# [PERINTAH KERJA A]
Jawablah pertanyaan berikut berdasarkan teks pilihan.
(i) Pada hari dan tanggal berapa webinar dimulai?
(ii) Siapa yang mempresentasikan pemaparan Tim 1?
(iii) Apa makna keadilan yang disampaikan dalam pemaparan tersebut?
# [PERINTAH KERJA B]
Tuliskan semua anggota Tim 2 yang disebutkan dalam teks pilihan beserta gelarnya.

# [TEKS PILIHAN]
>>>>>
Tim 2. Dr. Lisa Mery. S.H.,M.H.,
Dr. Patawari, S.Hi.,M.H. dan Syamsiar Arif, S.H.,M.H.
Webinar ini di mulai rabu 10/11/2021, Tim 1 dalam pemaparannya yang dipresentasikan oleh Mira Nila Kusuma Dewi dengan tema, “Criminal Justice System Response to The Pandemic” menyampaikan bahwa, “Makna keadilan adalah merupakan kesetaraan dalam ketidaksetaraan. Keadilan dalam kesetaraan maksudnya terdapat kebebasan (liberty) dan hak politik dasar yang sama bagi setiap manusia tanpa memandang kelebihan atau kekurang yang dimiliki, dimana kebebasan (liberty) dan hak politik disini tidak boleh dikurangi atau dikompensasikan dengan yang lain. Hal ini menjadi hal yang penting bagi Rawls terutama melihat pengalaman hidupnya ketika berkarir di militer salama perang dunia kedua.
<<<<<
# [MATERI BERIKUT]
>>>>>
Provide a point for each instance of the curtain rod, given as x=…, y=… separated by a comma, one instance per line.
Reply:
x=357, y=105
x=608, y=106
<<<<<
# [HASIL TUGAS A]
(i) Rabu, 10/11/2021.
(ii) Mira Nila Kusuma Dewi.
(iii) Keadilan merupakan kesetaraan dalam ketidaksetaraan.

# [HASIL TUGAS B]
1. Dr. Lisa Mery. S.H.,M.H.
2. Dr. Patawari, S.Hi.,M.H.
3. Syamsiar Arif, S.H.,M.H.